Segment Open
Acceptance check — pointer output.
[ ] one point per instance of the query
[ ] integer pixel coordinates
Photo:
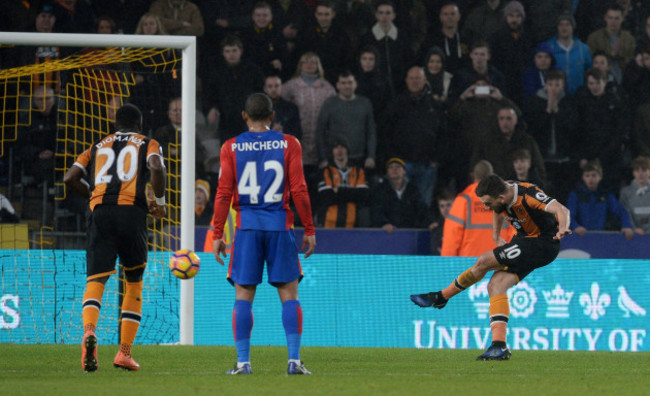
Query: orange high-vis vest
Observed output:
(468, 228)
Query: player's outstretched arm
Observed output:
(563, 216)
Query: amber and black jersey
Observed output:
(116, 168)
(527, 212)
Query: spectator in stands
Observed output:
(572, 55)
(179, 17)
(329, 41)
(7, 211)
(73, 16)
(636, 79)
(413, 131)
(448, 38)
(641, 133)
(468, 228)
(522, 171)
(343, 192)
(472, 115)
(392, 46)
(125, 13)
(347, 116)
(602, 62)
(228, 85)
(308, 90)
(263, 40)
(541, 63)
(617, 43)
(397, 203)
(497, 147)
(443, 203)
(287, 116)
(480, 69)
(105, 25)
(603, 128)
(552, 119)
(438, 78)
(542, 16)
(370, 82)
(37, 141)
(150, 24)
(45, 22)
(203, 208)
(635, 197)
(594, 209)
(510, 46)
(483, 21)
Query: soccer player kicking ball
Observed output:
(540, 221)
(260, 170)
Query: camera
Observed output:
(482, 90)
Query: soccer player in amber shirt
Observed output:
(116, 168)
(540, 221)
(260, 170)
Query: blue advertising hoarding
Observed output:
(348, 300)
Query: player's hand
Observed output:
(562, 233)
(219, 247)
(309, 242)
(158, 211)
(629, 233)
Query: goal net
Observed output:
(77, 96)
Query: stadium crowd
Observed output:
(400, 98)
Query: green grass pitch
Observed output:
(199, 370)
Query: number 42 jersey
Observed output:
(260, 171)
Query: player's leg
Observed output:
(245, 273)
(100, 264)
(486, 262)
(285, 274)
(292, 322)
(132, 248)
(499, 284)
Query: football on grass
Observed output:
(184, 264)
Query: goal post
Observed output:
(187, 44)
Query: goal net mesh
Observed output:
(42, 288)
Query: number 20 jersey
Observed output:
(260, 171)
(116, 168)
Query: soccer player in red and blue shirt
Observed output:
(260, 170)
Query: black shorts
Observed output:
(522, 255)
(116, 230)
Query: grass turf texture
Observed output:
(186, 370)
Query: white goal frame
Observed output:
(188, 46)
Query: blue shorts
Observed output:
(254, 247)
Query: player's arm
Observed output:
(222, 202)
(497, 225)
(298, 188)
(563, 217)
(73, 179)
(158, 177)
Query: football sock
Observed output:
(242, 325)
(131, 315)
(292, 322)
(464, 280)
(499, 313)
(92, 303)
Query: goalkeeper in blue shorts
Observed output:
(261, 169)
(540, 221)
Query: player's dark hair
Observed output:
Segment Closed
__WHAT YOU WILL DO__:
List every line from the entries above in which "shorts" appears.

__RESPONSE AREA__:
Query: black shorts
Query: blue shorts
Query: goalkeeper in blue shorts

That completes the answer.